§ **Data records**

= = =

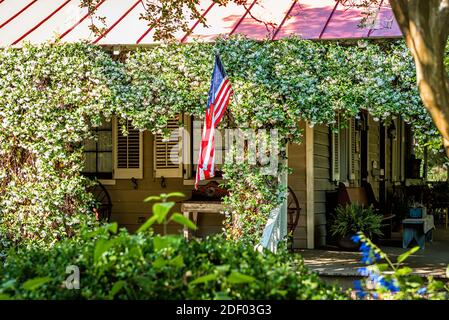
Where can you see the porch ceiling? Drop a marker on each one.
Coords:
(38, 21)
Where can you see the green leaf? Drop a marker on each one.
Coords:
(403, 271)
(221, 296)
(112, 227)
(175, 194)
(237, 277)
(160, 210)
(179, 218)
(204, 279)
(405, 255)
(159, 263)
(4, 296)
(223, 268)
(177, 261)
(116, 288)
(102, 246)
(152, 198)
(9, 284)
(383, 266)
(35, 283)
(160, 243)
(147, 224)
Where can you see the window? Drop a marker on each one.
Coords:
(345, 154)
(167, 152)
(128, 151)
(221, 141)
(113, 155)
(98, 153)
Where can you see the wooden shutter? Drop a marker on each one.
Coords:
(128, 153)
(167, 152)
(352, 150)
(335, 147)
(395, 155)
(402, 150)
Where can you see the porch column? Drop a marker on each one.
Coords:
(283, 180)
(310, 187)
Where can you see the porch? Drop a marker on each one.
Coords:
(335, 265)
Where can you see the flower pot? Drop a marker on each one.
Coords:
(347, 244)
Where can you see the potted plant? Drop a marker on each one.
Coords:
(352, 218)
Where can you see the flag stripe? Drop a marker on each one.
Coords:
(219, 95)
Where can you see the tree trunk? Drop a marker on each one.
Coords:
(425, 26)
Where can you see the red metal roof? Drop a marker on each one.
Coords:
(38, 21)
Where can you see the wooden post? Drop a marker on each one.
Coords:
(310, 187)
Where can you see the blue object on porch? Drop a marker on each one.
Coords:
(416, 212)
(418, 229)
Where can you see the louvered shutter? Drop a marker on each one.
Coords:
(167, 152)
(352, 150)
(335, 158)
(402, 150)
(395, 155)
(128, 155)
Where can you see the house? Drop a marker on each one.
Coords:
(141, 164)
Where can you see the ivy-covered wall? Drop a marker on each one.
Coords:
(51, 95)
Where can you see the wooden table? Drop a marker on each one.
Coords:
(191, 209)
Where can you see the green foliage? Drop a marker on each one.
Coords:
(144, 266)
(388, 280)
(52, 95)
(350, 219)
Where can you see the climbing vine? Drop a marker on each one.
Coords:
(52, 95)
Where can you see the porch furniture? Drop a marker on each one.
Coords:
(418, 229)
(191, 209)
(103, 203)
(441, 209)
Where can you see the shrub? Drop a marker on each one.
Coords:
(353, 218)
(388, 280)
(148, 266)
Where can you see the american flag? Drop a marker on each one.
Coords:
(219, 94)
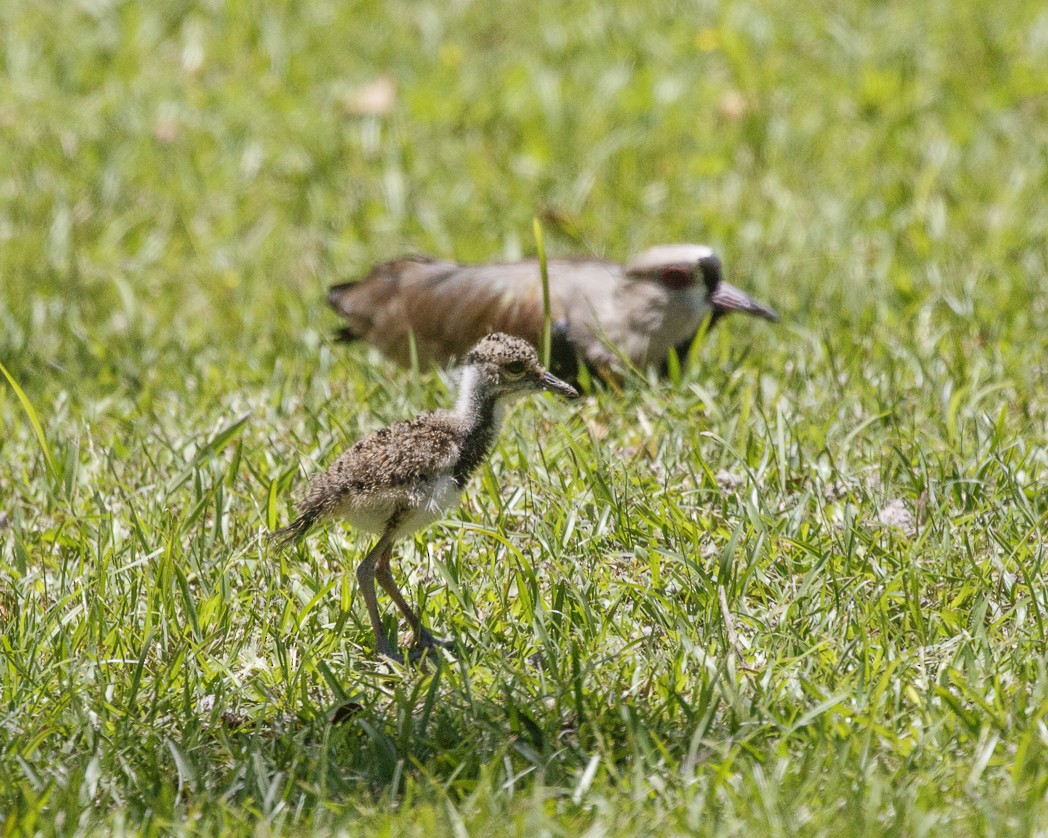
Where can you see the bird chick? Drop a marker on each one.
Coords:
(402, 478)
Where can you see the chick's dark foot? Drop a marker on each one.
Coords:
(427, 643)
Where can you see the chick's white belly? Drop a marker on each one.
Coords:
(436, 499)
(418, 506)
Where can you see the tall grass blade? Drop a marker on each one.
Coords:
(34, 420)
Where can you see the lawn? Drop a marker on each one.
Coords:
(800, 589)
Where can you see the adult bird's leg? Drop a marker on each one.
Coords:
(385, 576)
(366, 578)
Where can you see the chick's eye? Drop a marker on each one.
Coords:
(515, 369)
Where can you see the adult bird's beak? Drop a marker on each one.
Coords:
(727, 298)
(553, 384)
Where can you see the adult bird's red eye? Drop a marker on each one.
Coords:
(675, 279)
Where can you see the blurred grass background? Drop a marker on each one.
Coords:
(179, 182)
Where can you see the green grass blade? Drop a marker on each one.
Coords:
(546, 329)
(34, 419)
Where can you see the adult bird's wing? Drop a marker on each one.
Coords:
(448, 307)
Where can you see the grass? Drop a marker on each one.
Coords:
(685, 612)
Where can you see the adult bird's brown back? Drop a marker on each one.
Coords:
(601, 311)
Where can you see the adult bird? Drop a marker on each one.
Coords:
(402, 478)
(601, 312)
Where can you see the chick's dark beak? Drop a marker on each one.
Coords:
(553, 384)
(726, 298)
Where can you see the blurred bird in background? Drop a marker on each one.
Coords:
(602, 312)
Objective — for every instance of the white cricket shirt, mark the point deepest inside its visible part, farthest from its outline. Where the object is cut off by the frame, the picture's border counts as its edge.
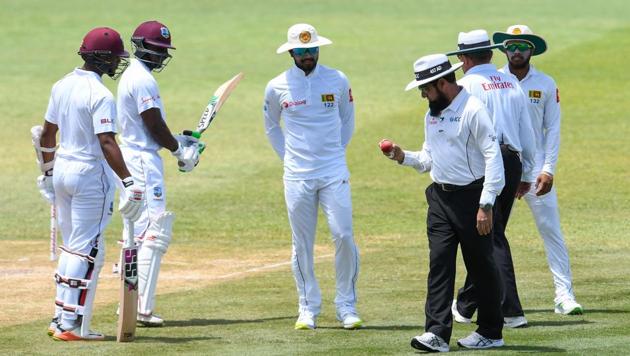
(318, 114)
(137, 92)
(544, 110)
(460, 146)
(82, 107)
(507, 106)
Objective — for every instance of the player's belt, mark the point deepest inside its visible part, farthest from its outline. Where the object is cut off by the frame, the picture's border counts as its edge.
(478, 184)
(505, 148)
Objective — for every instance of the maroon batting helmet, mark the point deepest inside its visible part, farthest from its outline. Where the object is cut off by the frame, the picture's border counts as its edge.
(103, 40)
(153, 32)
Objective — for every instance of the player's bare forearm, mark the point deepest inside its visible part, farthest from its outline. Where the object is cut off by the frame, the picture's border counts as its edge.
(112, 154)
(49, 140)
(158, 129)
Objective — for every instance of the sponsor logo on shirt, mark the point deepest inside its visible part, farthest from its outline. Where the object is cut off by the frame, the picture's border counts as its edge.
(149, 98)
(288, 104)
(496, 84)
(537, 94)
(327, 98)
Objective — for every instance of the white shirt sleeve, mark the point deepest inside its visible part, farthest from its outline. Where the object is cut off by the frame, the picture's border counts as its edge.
(482, 130)
(528, 142)
(147, 95)
(420, 160)
(51, 111)
(271, 113)
(104, 114)
(551, 126)
(346, 112)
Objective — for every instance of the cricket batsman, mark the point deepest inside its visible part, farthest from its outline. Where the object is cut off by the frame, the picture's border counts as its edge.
(77, 177)
(143, 133)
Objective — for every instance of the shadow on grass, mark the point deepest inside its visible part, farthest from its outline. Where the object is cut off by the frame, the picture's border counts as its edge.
(172, 340)
(558, 323)
(530, 348)
(586, 311)
(380, 327)
(207, 322)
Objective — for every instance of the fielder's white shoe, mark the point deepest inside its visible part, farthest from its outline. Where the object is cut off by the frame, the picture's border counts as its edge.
(429, 342)
(457, 316)
(350, 319)
(569, 307)
(74, 334)
(306, 321)
(151, 320)
(514, 322)
(478, 341)
(53, 326)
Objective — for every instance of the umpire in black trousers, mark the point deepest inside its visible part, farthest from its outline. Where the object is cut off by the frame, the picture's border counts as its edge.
(461, 153)
(508, 107)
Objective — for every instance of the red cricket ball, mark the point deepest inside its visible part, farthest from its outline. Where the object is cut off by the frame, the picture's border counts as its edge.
(386, 146)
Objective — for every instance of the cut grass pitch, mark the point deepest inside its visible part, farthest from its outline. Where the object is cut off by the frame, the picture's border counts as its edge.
(230, 210)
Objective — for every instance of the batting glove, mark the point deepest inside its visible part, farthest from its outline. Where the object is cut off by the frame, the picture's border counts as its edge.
(46, 189)
(131, 209)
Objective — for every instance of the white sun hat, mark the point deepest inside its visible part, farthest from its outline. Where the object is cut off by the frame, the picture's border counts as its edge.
(473, 41)
(303, 35)
(430, 68)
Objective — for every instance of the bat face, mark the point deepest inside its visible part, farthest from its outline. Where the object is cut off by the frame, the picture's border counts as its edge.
(128, 307)
(128, 295)
(217, 100)
(208, 114)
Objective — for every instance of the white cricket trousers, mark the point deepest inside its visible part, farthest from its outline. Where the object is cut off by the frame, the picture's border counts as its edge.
(84, 194)
(147, 171)
(547, 217)
(303, 198)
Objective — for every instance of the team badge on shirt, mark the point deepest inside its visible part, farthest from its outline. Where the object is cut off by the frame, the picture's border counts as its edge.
(164, 32)
(157, 192)
(536, 94)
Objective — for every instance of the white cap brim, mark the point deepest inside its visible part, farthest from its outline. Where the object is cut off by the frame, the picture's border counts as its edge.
(417, 83)
(321, 41)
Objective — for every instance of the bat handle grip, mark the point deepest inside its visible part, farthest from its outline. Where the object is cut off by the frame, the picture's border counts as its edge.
(195, 134)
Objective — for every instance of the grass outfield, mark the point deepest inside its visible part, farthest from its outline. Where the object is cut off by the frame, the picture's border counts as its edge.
(226, 286)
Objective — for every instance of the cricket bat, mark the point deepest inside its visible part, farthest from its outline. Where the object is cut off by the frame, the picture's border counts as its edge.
(128, 288)
(216, 102)
(36, 134)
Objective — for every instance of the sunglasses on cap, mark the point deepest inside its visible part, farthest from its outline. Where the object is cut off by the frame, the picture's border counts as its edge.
(303, 51)
(521, 46)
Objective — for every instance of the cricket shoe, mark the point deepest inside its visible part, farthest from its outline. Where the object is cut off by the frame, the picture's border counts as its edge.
(350, 319)
(74, 334)
(306, 321)
(150, 320)
(457, 316)
(429, 342)
(514, 322)
(569, 307)
(54, 325)
(478, 341)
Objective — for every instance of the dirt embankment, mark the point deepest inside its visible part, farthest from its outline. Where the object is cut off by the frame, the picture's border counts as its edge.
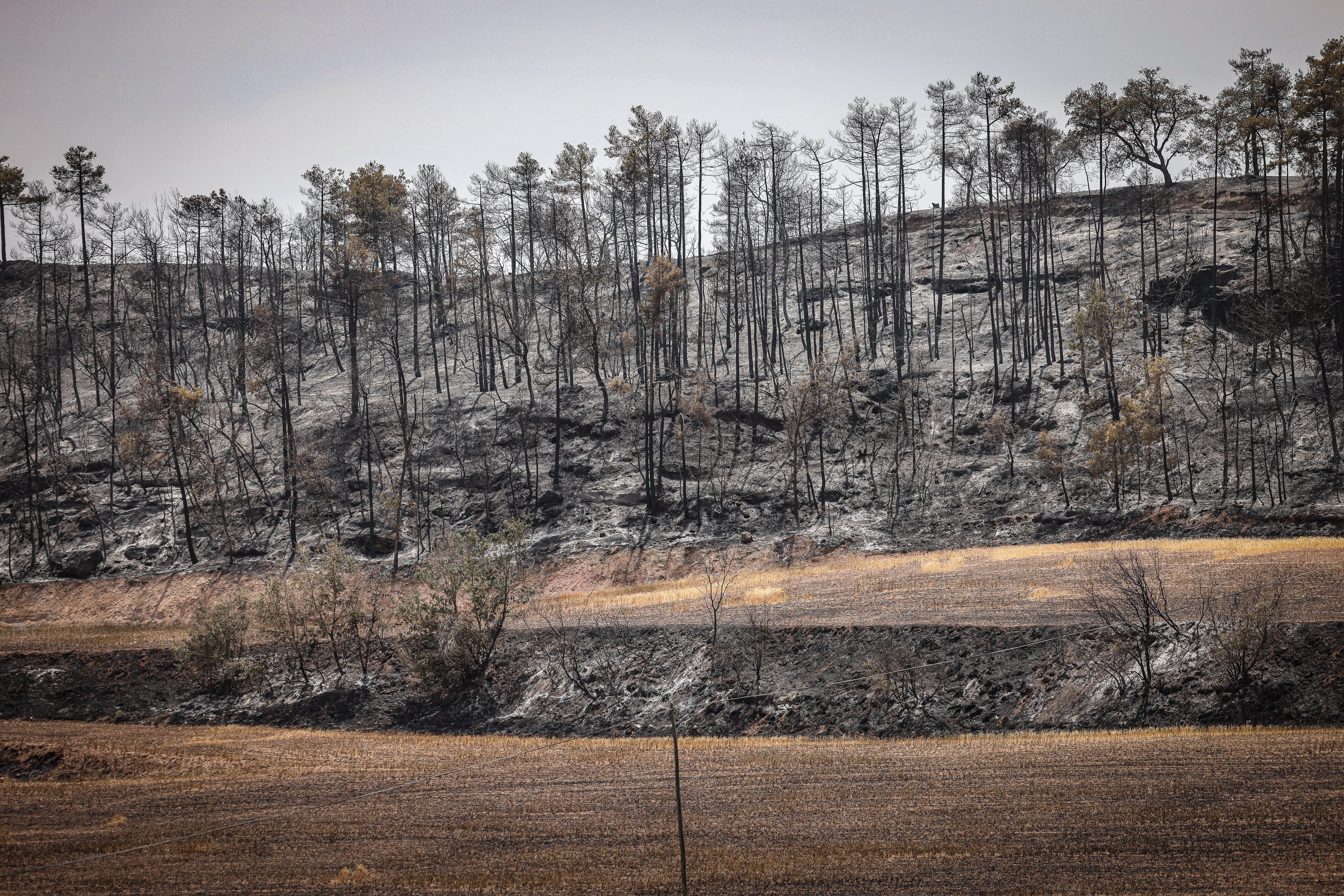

= = =

§ **REQUIREMENT**
Check each line above for the word "blurred" and copy the ones that have it.

§ **TASK RESPONSE**
Where can you see the blurred grass background? Drop a marker on each one.
Where can you see the blurred bird in background? Drop a marker on each one.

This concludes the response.